_Entries supplied_:
** start **

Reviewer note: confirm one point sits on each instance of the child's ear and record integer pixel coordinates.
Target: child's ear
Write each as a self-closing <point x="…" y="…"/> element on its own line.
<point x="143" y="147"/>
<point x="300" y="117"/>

** end **

_Instruction_: Rewrite the entries, replacing every occurrence of "child's ear" with "toddler's ear" and leaving everything else unchanged.

_The completed task_:
Reviewer note: confirm one point sits on each instance of the toddler's ear and record integer pixel coordinates.
Target: toddler's ear
Write each as a self-closing <point x="…" y="…"/> element on its own line.
<point x="143" y="147"/>
<point x="300" y="117"/>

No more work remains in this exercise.